### STATED PROBLEM
Please copy every one of the following entries word for word.
---+---
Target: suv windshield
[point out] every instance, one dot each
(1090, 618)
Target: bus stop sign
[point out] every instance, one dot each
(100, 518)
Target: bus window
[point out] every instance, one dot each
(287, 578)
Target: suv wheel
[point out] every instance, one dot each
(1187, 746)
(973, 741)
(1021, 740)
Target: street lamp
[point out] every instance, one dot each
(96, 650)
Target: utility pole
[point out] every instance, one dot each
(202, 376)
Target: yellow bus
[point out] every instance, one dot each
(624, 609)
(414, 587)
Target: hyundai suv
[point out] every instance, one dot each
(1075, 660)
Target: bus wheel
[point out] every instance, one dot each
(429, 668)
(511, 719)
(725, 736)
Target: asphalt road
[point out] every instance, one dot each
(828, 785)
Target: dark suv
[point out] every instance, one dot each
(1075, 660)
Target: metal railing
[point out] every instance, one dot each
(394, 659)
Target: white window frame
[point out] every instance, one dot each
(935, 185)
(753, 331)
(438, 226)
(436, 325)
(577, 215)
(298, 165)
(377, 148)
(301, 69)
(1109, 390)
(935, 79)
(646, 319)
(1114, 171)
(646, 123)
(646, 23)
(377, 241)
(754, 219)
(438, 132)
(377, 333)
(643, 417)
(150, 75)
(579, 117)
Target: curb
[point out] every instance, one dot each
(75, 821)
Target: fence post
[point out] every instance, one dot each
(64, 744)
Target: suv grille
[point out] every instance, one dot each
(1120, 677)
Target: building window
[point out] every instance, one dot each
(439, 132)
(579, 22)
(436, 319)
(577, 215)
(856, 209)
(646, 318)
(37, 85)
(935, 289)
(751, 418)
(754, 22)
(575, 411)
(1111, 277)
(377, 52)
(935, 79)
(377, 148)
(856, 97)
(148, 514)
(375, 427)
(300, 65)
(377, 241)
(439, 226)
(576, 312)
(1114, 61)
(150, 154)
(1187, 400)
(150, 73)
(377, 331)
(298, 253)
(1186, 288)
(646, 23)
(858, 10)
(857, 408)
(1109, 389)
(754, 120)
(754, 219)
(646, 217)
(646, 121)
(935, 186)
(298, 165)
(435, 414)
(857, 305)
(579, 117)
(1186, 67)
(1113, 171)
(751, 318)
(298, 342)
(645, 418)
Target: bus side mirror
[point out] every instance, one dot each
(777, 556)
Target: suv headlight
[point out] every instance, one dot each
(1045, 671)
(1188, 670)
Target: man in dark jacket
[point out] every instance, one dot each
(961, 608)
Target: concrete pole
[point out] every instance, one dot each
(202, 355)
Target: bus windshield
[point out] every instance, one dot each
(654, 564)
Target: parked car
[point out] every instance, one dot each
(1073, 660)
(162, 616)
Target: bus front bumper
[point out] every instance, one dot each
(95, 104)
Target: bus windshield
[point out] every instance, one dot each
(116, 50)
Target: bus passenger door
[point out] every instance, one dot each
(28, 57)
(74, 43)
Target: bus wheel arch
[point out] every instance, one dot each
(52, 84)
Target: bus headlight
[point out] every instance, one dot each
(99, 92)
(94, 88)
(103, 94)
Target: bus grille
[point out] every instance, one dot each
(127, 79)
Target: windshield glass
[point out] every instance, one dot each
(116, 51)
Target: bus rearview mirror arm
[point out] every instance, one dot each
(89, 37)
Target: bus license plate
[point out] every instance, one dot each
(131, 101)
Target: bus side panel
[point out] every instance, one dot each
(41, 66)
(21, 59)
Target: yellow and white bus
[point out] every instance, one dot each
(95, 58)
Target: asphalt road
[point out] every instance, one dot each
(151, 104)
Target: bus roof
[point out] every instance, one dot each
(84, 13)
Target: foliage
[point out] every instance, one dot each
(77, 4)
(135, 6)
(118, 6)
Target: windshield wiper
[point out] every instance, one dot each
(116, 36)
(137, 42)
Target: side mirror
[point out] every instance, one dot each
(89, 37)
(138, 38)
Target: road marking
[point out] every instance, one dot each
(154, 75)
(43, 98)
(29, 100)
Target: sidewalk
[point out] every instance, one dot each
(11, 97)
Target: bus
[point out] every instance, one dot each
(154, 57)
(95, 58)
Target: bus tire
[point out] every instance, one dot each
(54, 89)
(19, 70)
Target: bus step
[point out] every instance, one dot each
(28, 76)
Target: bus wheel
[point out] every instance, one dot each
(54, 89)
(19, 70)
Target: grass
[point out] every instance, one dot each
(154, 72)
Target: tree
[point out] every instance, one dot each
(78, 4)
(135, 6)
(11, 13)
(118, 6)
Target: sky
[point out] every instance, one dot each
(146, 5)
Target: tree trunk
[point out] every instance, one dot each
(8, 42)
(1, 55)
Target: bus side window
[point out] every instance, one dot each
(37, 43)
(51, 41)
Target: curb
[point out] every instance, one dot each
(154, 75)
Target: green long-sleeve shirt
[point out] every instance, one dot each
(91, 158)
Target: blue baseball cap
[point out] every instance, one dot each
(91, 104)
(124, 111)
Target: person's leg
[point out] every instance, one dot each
---+---
### TASK SOLUTION
Target: suv windshield
[point out] every instance, one dot each
(1090, 618)
Target: bus stop sign
[point out] every instance, one dot each
(100, 518)
Target: bus window
[point out] every instance, one dot each
(287, 578)
Target: suv wheel
[point out] every instance, one dot each
(1187, 746)
(973, 741)
(1021, 740)
Target: street lamp
[point out] every instance, one dot each
(96, 650)
Target: utility pole
[point out] every instance, one dot each
(202, 376)
Target: yellow bus
[point out] every instance, one dot each
(624, 609)
(414, 587)
Target: hyundai suv
[point out] every instance, one dot each
(1075, 660)
Target: bus wheel
[point out] every instance, one dot each
(429, 668)
(511, 719)
(725, 736)
Target: asphalt road
[point out] every instance, one dot each
(828, 785)
Target: dark suv
[point out] every instance, one dot each
(1075, 660)
Target: metal railing
[point out] every instance, one dot each
(394, 659)
Target: white window frame
[point out] every instance, one dot each
(935, 185)
(753, 331)
(438, 226)
(436, 325)
(577, 215)
(298, 165)
(377, 148)
(301, 69)
(1109, 390)
(935, 79)
(646, 319)
(1114, 171)
(646, 123)
(646, 23)
(377, 241)
(754, 219)
(438, 132)
(377, 333)
(643, 417)
(150, 75)
(579, 117)
Target: curb
[point out] every instance, one dot each
(75, 821)
Target: fence post
[point out] every instance, one dot each
(64, 744)
Target: suv grille
[point out] every instance, one dot each
(1120, 677)
Target: building window
[point out] every instance, one dot each
(439, 132)
(579, 22)
(436, 319)
(577, 215)
(856, 209)
(646, 318)
(37, 85)
(935, 289)
(751, 418)
(754, 22)
(575, 411)
(1111, 277)
(377, 52)
(935, 79)
(377, 148)
(856, 97)
(148, 514)
(375, 427)
(300, 65)
(377, 241)
(439, 226)
(576, 312)
(1114, 61)
(150, 154)
(1187, 400)
(150, 73)
(377, 331)
(298, 253)
(1186, 288)
(646, 23)
(858, 10)
(857, 408)
(1109, 389)
(754, 120)
(754, 219)
(646, 217)
(646, 121)
(935, 186)
(298, 165)
(435, 414)
(857, 305)
(579, 117)
(1186, 67)
(1113, 171)
(751, 318)
(298, 342)
(645, 418)
Target: bus side mirror
[point out] every instance, one dot each
(777, 556)
Target: suv headlight
[point out] every instance, one dot each
(1045, 671)
(1188, 670)
Target: man in dark jacket
[point out] every instance, one dot each
(961, 608)
Target: concrete pole
[point out] every instance, one dot each
(202, 355)
Target: bus windshield
[point out] every instance, one dot each
(654, 564)
Target: parked car
[point out] every instance, one dot each
(1073, 660)
(162, 616)
Target: bus front bumper
[point out] every instance, one dot each
(95, 104)
Target: bus windshield
[point out] every instance, one dot each
(116, 50)
Target: bus passenger door
[point out] every instance, one dot each
(28, 57)
(74, 43)
Target: bus wheel arch
[point out] every instance, one dot each
(52, 84)
Target: bus headlight
[point out] every instance, one dot each
(99, 92)
(94, 88)
(103, 94)
Target: bus grille
[point out] every instance, one dot each
(127, 79)
Target: windshield glass
[point out] every instance, one dot each
(116, 51)
Target: bus rearview mirror arm
[point out] every instance, one dot each
(89, 37)
Target: bus license plate
[point out] every instance, one dot each
(131, 101)
Target: bus side panel
[point out] every instance, one dot each
(41, 66)
(21, 59)
Target: yellow and white bus
[point out] every instance, one dot each
(95, 58)
Target: asphalt road
[point out] every instance, one dot each
(151, 104)
Target: bus roof
[point out] every instance, one dot each
(84, 13)
Target: foliage
[point out] every instance, one dot each
(77, 4)
(135, 6)
(118, 6)
Target: windshield wiper
[point out] every instance, one dot each
(116, 36)
(137, 42)
Target: side mirror
[point out] every instance, one dot each
(89, 37)
(138, 38)
Target: road marking
[point out] every instance, one dot each
(154, 75)
(43, 98)
(29, 100)
Target: sidewalk
[point out] every instance, one dot each
(11, 97)
Target: bus
[point out] every instance, one dot each
(154, 57)
(95, 58)
Target: bus tire
[point out] every instance, one dot each
(54, 89)
(19, 70)
Target: bus step
[point out] every instance, one dot each
(28, 76)
Target: bus wheel
[point out] every instance, one dot each
(54, 89)
(19, 70)
Target: grass
[point out] every instance, one dot each
(154, 72)
Target: tree
[point out] every instance, one dot each
(78, 4)
(135, 6)
(11, 13)
(118, 6)
Target: sky
[point out] every instance, one dot each
(146, 5)
Target: tree trunk
[point out] every instance, one dot each
(8, 42)
(1, 55)
Target: bus side window
[point out] every instance, one dot each
(37, 43)
(51, 41)
Target: curb
[point out] every instance, one dot each
(154, 75)
Target: green long-sleeve shirt
[point out] every instance, one dot each
(91, 158)
Target: blue baseball cap
[point out] every instance, one dot each
(91, 104)
(124, 111)
Target: person's leg
[point out] every instance, one dot each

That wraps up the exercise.